GOAL = Rewrite every one of the records below as a numbered list, dropping any blank lines.

[Collection entries]

========================================

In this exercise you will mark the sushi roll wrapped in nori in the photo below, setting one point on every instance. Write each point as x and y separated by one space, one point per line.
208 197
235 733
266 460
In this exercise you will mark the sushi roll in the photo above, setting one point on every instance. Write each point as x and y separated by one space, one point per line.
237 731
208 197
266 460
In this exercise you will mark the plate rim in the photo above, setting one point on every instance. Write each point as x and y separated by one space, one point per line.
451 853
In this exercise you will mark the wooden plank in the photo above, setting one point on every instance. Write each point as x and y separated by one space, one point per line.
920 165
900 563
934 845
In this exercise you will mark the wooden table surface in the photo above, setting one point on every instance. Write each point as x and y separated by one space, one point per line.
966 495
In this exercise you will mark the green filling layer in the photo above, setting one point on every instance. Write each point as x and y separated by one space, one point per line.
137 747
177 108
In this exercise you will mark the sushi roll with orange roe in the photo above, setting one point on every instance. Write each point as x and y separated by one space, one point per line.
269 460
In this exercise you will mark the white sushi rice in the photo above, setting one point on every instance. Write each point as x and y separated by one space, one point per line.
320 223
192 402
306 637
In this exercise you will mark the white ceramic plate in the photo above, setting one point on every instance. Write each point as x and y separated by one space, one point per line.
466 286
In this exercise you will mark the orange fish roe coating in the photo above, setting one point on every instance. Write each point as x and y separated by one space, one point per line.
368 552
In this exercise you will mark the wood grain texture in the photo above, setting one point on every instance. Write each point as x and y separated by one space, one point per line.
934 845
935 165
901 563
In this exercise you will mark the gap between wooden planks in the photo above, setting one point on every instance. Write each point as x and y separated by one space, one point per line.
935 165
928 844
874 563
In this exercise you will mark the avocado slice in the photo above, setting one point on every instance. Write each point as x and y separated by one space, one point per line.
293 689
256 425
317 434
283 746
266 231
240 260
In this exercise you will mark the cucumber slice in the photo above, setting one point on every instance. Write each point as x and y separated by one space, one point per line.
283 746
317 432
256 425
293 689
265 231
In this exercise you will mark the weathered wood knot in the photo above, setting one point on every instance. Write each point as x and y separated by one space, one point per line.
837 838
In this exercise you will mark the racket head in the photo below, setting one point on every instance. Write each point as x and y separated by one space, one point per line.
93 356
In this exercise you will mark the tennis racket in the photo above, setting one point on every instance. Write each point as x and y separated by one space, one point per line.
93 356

========================================

RESPONSE TO THIS EXERCISE =
1. In this exercise you will mark the sushi roll wrapped in nori in the photo below, setting one point on every instance. Write each point as x and y separated by one space, one point per line.
2. 208 197
3. 235 733
4. 266 460
5. In this exercise you will mark the sushi roll in the photo above, setting one point on every instance. Write each point as x and y separated by one space, one point per line.
6. 237 731
7. 208 197
8. 266 460
9. In this exercise you will mark the plate rim in the photo above, setting one point on every instance. Write each point as x and y separated by one space, one point per line.
10. 451 853
11. In this exercise you will mark the wooden plank in the photo above, setting one point on every instance. Write each point as x and y separated by one space, one point per line.
12. 920 165
13. 900 563
14. 934 845
15. In this exercise you will mark the wooden table surface in the photo above, setting one point on every instance. Write each point as x and y separated by one space, one point per line.
16. 966 495
17. In this exercise you will mark the green filling layer in the photo above, setting one point on every instance. Write each point as x and y separated by one space, one point per line.
18. 137 747
19. 177 108
20. In this exercise you will mark the sushi roll with orange roe in the photo above, setting one point on every instance. Write each point as x and y separated by one space, one point per line.
21. 269 460
22. In this exercise you will mark the white sushi rice in the photo above, setting one point on every instance. Write each point as x and y separated by one space, one point per line.
23. 320 223
24. 192 402
25. 306 637
26. In this exercise you will mark the white ceramic plate in the photo above, setting one point on every instance. Write each point as x and y separated by one space, one point per line.
27. 466 286
28. In this exercise you will mark the orange fish roe coating in the photo above, setting one point on every instance. Write each point as x and y separated by one space, one point per line.
29. 368 552
30. In this exercise you will mark the wood grain texture in the photo above, setting one point on every instance. Write each point as x and y separated by one space, one point per line.
31. 934 845
32. 935 165
33. 901 563
34. In this exercise you will mark the gap between wooden planks in the photo above, setting one point on every instance. Write each point as x and y separated by one space, one point per line.
35. 935 165
36. 928 844
37. 874 563
38. In this exercise you will mark the avocado slice in the photo above, setting one point on every instance. Write each point as x and y separated by one space, one point per line.
39. 293 689
40. 256 425
41. 317 434
42. 283 746
43. 266 231
44. 240 260
45. In this exercise you will mark the cucumber slice in the photo above, setting one point on every instance. Write each point as x and y separated by one space, one point per line.
46. 283 746
47. 317 432
48. 256 425
49. 293 689
50. 265 231
51. In this exercise you will mark the weathered wood knot in the photo above, setting one point on every instance. Write each point as x and y separated by one space, one point per line.
52. 837 838
53. In this exercise you will mark the racket head in the photo below, setting one point on every instance. Write each point as x and y separated by one space, one point per line.
54. 93 356
55. In this exercise you will mark the tennis racket in the photo above, setting one point on every instance. Write each point as x and y separated by one space, one point per line.
56. 93 356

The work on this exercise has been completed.